Mon père, qui a été facteur de 1921 à 1956, était un homme affable et apprécié. Alors que nous étions de jeunes enfants, il aimait nous raconter ses aventures, surtout celles se déroulant en hiver. À cette époque, il n'y avait pas d'intempéries ou d'excuses qui pouvaient arrêter la livraison du courrier. Il nous a raconté, entre autres anecdotes, une journée, alors qu'il faisait la livraison à Longueuil, durant une tempête de neige. La poudrerie était si forte qu'il n'arrivait pas à retrouver son chemin, pour finalement réaliser, après plusieurs heures, qu'il tournait en rond. Durant la période des Fêtes, il travaillait le samedi pour préparer la livraison du lundi. À cette époque, il n'y avait pas de syndicat ni d'heures supplémentaires payées.

-- Extrait de données --
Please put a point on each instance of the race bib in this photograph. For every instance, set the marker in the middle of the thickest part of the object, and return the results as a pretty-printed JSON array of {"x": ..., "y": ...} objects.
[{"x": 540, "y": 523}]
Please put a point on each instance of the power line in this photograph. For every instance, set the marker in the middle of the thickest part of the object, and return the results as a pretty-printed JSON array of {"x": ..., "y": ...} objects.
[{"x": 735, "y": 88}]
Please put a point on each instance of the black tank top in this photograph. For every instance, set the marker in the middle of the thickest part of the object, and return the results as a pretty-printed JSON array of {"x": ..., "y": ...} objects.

--

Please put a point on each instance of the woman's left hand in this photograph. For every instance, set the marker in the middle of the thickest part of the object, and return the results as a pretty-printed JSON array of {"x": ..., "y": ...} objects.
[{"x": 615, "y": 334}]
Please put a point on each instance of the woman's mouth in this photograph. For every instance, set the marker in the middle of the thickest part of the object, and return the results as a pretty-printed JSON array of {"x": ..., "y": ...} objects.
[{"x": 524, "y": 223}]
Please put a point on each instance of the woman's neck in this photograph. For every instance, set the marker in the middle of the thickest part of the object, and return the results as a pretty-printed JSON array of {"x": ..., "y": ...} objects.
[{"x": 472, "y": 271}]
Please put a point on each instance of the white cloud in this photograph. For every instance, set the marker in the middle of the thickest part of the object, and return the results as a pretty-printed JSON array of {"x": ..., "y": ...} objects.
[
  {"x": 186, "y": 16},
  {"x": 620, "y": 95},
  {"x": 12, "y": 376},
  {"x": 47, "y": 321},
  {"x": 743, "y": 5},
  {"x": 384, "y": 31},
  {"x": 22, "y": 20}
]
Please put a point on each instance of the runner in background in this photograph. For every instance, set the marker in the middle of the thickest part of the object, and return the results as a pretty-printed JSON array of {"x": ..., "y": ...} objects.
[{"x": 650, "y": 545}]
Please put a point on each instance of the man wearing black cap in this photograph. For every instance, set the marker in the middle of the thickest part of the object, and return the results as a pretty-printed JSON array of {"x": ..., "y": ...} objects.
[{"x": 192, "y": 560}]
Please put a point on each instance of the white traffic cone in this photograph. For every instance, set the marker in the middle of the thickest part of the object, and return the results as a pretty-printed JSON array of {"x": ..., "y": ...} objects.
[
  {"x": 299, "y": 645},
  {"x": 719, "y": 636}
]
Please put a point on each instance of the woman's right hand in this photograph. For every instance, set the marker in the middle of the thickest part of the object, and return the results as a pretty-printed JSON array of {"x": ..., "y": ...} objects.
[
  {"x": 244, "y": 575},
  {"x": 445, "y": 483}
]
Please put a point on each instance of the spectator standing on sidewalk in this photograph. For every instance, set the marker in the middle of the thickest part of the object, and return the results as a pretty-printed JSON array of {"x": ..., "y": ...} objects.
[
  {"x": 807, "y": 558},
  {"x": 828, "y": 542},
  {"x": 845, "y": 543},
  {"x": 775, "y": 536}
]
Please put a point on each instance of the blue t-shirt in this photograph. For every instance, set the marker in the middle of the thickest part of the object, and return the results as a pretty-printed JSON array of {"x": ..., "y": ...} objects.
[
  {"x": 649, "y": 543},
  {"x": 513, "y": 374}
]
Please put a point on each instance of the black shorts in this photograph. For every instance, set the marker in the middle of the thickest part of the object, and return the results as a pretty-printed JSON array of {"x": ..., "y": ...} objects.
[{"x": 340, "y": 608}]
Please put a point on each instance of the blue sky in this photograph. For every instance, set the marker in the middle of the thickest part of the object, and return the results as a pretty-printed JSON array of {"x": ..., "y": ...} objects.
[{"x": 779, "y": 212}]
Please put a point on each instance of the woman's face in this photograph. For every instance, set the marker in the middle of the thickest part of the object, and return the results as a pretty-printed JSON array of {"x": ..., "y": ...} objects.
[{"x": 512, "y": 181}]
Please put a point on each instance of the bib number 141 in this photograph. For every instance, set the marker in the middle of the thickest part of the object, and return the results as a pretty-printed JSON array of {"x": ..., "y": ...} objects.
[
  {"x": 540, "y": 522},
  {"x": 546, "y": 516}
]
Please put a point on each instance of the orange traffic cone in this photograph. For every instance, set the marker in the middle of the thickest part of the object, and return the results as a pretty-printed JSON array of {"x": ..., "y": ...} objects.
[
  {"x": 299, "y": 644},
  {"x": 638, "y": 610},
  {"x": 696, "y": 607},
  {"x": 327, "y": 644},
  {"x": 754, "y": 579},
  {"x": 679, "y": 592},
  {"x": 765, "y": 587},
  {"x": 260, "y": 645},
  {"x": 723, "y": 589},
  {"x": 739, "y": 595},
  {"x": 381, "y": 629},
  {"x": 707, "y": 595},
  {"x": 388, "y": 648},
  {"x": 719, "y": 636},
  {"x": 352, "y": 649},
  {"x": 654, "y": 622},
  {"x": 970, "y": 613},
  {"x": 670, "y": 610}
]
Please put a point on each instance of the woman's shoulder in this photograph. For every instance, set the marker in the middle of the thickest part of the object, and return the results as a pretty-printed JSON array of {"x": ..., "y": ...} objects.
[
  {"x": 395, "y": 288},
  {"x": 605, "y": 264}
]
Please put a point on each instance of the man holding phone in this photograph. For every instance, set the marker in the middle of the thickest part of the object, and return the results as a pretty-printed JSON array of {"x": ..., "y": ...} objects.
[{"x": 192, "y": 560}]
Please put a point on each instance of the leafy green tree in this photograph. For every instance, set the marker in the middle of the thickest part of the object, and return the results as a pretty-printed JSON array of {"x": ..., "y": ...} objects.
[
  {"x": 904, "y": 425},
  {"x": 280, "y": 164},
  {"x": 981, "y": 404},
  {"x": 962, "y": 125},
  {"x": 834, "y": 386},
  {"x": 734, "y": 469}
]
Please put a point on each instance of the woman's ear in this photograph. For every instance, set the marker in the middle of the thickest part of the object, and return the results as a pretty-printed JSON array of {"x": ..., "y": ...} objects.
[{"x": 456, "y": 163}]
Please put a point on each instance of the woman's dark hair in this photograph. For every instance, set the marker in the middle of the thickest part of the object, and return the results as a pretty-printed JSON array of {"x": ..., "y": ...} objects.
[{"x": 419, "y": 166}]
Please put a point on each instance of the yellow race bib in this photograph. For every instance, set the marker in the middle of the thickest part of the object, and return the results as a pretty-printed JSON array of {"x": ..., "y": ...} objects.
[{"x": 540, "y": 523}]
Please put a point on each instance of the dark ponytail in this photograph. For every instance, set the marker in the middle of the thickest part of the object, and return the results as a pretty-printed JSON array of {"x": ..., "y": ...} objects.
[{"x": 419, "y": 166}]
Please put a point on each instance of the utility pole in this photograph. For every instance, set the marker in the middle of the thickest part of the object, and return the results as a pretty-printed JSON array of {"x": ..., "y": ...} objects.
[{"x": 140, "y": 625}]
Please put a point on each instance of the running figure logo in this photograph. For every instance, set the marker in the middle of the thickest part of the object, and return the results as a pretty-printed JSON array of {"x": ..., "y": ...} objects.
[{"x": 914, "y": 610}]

* * *

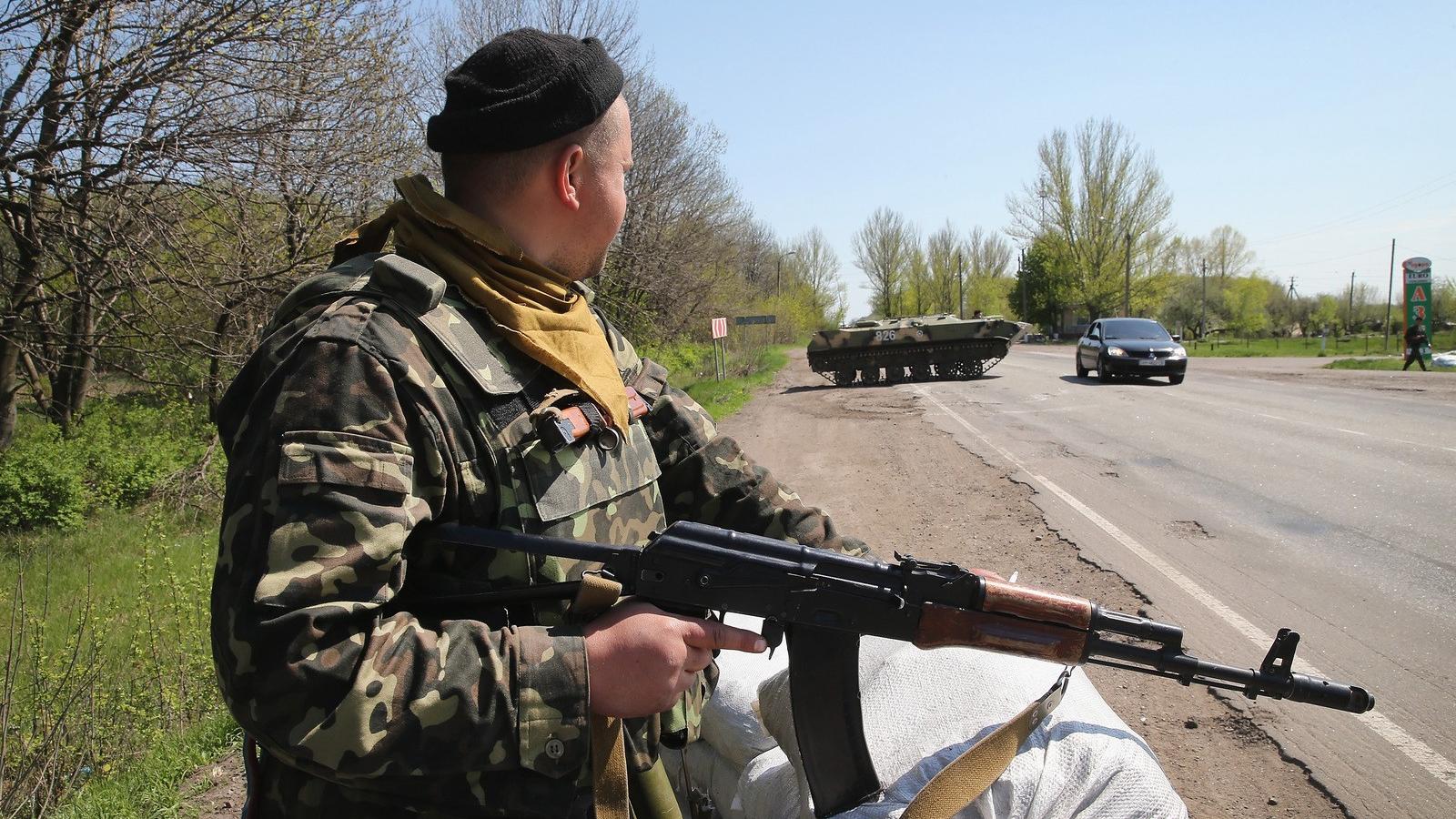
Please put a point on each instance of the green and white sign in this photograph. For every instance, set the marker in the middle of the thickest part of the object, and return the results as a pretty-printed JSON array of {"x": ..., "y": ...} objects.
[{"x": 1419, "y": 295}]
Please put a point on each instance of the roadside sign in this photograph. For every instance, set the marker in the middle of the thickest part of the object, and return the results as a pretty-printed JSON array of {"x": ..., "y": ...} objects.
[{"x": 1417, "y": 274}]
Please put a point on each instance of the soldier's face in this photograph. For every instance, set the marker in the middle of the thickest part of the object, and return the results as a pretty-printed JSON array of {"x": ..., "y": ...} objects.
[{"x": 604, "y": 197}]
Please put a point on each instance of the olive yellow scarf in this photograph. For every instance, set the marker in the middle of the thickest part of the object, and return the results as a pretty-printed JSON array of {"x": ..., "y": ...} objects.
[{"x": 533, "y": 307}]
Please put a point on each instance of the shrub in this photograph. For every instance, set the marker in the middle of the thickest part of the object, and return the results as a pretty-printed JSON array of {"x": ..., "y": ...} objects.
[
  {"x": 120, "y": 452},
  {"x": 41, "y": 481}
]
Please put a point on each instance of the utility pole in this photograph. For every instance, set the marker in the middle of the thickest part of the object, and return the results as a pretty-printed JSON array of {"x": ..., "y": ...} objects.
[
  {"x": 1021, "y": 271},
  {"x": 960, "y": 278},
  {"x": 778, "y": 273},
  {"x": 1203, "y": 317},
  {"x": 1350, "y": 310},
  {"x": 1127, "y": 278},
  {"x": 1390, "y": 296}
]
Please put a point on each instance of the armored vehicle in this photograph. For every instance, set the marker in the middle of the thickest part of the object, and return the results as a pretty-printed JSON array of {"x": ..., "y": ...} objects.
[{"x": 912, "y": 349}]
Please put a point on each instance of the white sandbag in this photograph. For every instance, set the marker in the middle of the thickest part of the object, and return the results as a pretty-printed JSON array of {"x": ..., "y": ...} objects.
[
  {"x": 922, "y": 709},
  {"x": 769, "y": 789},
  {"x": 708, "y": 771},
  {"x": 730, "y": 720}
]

-- Consigne --
Dans le texte, recopie le passage qui s'ouvre sur les mots contenant « Mon père, qui » et se ferme sur « d'heures supplémentaires payées. ». Remplace « tempête de neige » par « tempête de verglas ».

-- Réponse --
Mon père, qui a été facteur de 1921 à 1956, était un homme affable et apprécié. Alors que nous étions de jeunes enfants, il aimait nous raconter ses aventures, surtout celles se déroulant en hiver. À cette époque, il n'y avait pas d'intempéries ou d'excuses qui pouvaient arrêter la livraison du courrier. Il nous a raconté, entre autres anecdotes, une journée, alors qu'il faisait la livraison à Longueuil, durant une tempête de verglas. La poudrerie était si forte qu'il n'arrivait pas à retrouver son chemin, pour finalement réaliser, après plusieurs heures, qu'il tournait en rond. Durant la période des Fêtes, il travaillait le samedi pour préparer la livraison du lundi. À cette époque, il n'y avait pas de syndicat ni d'heures supplémentaires payées.